▶ _Source document_
******

Subsequently, as soon as the CBI No-Action letter came out in the Fall of 2008, I updated the document to reflect the CBI letter “clarified” points. Shane Hansen, the attorney for the Task Force, has reviewed this agreement. Most of you know that I freely give it to anyone who requests an electronic copy; I have a sample in the workshop handout materials for my IBBA workshop “Minimizing Broker Liability.” Countless numbers of business brokers and intermediaries now use this agreement as a band-aid, when an ordinary asset sale turns into a stock sale. However, the SEC laws are still in force and a “no-action” letter is merely SEC staff’s opinion on that specific case.

It’s really no big deal to get a series 7 or 62/63 license; that’s not the point. I took two companies public on NASDAQ and was president of one of them; I simply do not want to get involved in anything that requires more SEC reporting. So, I choose not to get licensed. If I did big deals all the time and they tended to start out or morph into stock sales, maybe it would make sense.

Three weeks ago something occurred that I thought you might want to know about because it might be used as a legal precedent regardless of which “side” wins. If I prevail, then that will be good for all of us. If I lose, I believe that it will be really bad for all of us. That assumes that I am not the only one in the world who was forced to conclude a transaction as a stock sale, unintentionally.

Here’s a quick overview:

  1. I represented Steve Palacios in the sale of his business, “MSI.” The listing agreement was a standard asset sale agreement; it did not address the possibility of a “stock” sale (my current one does).
  2. We were able to generate some buyers, including Mr. McDonald, who ended up purchasing the business for his son-in-law to run.
  3. McDonald’s original offer was in the form of a standard asset purchase agreement; it did not mention the acquisition of stock.
  4. The attorney and tax accountant, who were part of Mr. McDonald’s team, advised him that he should structure the transaction as a Stock Sale, not Asset Sale. Maybe that was for tax purposes, I don’t know. We have copies of both agreements. I wasn’t involved in that decision. The assets were owned by several entities, so the stock sale was for the acquisition of each entity.
  5. At that point, I had both parties, with approval from their attorneys, execute our standard “Stock Sale Acknowledgement,….” form, which was based on the IBEC no-action letter. The parties also indemnified us several other times along the way and at closing.
  6. The transaction closed escrow in August 2006, and I agreed to take a settlement on the fee, but also defer part of it, and receive payment coincidentally with my client, though a third-party loan servicing company. In fact, I did receive the entire $349,000 commission on a $5.4 million deal.
  7. Meanwhile, as part of the transaction, my client also entered into a 2-year employment agreement, with salary and incentive bonuses. During that period, he acted sa President and was to train McDonald’s son-in-law.

******

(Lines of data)
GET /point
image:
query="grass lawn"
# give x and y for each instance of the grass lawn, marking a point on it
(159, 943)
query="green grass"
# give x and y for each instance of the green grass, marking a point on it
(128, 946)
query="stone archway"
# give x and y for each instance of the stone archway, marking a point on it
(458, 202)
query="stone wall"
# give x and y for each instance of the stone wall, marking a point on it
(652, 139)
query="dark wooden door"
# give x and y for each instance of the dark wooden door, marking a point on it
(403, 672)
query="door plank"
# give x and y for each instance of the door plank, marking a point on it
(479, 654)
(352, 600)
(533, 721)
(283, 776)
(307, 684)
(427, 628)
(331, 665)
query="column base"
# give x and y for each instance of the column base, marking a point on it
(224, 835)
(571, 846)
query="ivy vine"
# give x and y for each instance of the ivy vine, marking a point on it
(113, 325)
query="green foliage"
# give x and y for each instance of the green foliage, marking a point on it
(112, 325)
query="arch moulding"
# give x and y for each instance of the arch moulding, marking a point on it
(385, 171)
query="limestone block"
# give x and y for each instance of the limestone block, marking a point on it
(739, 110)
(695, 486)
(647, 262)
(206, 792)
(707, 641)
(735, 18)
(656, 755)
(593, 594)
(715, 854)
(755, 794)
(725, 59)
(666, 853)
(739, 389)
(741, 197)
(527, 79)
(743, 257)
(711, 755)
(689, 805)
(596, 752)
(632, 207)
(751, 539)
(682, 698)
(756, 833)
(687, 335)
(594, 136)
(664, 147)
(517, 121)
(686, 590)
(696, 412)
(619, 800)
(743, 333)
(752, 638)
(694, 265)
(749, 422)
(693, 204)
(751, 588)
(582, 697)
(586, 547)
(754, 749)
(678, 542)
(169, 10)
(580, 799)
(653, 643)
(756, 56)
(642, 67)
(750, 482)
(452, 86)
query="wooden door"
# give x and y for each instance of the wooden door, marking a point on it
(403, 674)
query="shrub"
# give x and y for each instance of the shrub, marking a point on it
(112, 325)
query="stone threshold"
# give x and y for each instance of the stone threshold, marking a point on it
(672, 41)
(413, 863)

******

▶ _Instruction 1_
In the broker's account, how much commission did the broker receive, and on a deal of what size?
▶ _Instruction 2_
Transcribe the broker's account from "4. The attorney" up to and including "and at closing.".

▶ _Written solution 1_
The broker received a $349,000 commission on a $5.4 million deal.

▶ _Written solution 2_
4. The attorney and tax accountant, who were part of Mr. McDonald’s team, advised him that he should structure the transaction as a Stock Sale, not Asset Sale. Maybe that was for tax purposes, I don’t know. We have copies of both agreements. I wasn’t involved in that decision. The assets were owned by several entities, so the stock sale was for the acquisition of each entity.
  5. At that point, I had both parties, with approval from their attorneys, execute our standard “Stock Sale Acknowledgement,….” form, which was based on the IBEC no-action letter. The parties also indemnified us several other times along the way and at closing.